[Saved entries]
==========

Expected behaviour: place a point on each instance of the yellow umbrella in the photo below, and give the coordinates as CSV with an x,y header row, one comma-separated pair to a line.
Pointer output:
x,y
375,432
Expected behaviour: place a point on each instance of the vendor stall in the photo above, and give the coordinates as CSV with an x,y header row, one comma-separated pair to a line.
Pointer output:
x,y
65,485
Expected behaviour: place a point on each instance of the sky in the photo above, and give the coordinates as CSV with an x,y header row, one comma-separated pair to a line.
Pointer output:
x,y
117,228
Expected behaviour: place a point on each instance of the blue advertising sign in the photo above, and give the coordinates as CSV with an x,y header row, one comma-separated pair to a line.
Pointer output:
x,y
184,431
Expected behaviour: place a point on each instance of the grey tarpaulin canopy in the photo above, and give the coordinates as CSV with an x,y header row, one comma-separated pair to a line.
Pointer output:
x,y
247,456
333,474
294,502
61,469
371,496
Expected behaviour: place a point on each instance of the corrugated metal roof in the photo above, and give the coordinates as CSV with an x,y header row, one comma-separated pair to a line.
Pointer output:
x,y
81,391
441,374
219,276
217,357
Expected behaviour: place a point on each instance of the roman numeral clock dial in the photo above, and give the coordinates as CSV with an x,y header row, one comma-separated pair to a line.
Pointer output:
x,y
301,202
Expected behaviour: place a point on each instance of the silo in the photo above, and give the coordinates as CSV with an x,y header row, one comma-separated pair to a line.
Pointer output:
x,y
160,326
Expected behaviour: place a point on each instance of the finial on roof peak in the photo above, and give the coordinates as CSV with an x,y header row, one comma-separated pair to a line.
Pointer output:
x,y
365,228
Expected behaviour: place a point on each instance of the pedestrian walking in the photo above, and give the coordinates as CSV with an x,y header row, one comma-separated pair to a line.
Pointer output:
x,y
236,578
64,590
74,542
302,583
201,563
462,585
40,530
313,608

==========

__TASK REQUIREMENTS__
Reproduce the records above in full, without altering a single character.

__YOUR SOLUTION__
Expected behaviour: place a point on each instance of the yellow umbrella in the photo below, and give the coordinates as CSV with an x,y header row, one comma-separated pair to a line.
Pointer output:
x,y
375,432
Expected behaviour: place a point on each instance of the vendor stall in the photo above, and give the coordinates as CSV with an x,y header row, one comma-separated pair to a line.
Pointer output:
x,y
65,485
Expected behaviour: place a point on each instance of the sky in the photo above, and give the coordinates as CSV with an x,y header row, one comma-separated pair to a line.
Pointer output:
x,y
117,228
Expected behaviour: place a point on each instance of the blue advertising sign in the photo above, and give the coordinates as CSV with an x,y header row, one comma-separated pair to a line.
Pointer output:
x,y
184,431
Expected behaviour: place a point on each instance of the grey tarpaulin canopy in the photo above, and give the coordinates as CSV with an x,y header row, one comma-separated pair to a line.
Pointer output:
x,y
247,456
333,474
294,502
61,469
371,496
Expected behaviour: place a point on each instance of the corrugated metal roof in the photo above, and give the coordinates as CSV with an x,y header row, one comma-separated pair to a line.
Pointer output:
x,y
81,391
441,374
219,276
217,357
Expected behaviour: place a point on each instance of the roman numeral clock dial in the photo above, and give the coordinates as CSV with an x,y header row, one comma-separated pair to a line.
Pointer output:
x,y
301,202
Expected behaviour: place a point on each instance of the silo in the photo above, and give the coordinates as CSV with an x,y header row, one comma-separated pair to a line.
Pointer output:
x,y
160,326
Expected behaviour: place a point on each instance of the finial on roof peak in the photo above, and give the coordinates as CSV with an x,y header row, one comma-separated pair to a line.
Pointer output:
x,y
365,228
Expected behaviour: place a point on each instance of the pedestrian walking in the photo above, and give the coordinates as CSV with an x,y header row, one comma-separated pair to a line.
Pointer output:
x,y
236,578
64,590
74,542
302,583
201,563
462,585
40,530
313,608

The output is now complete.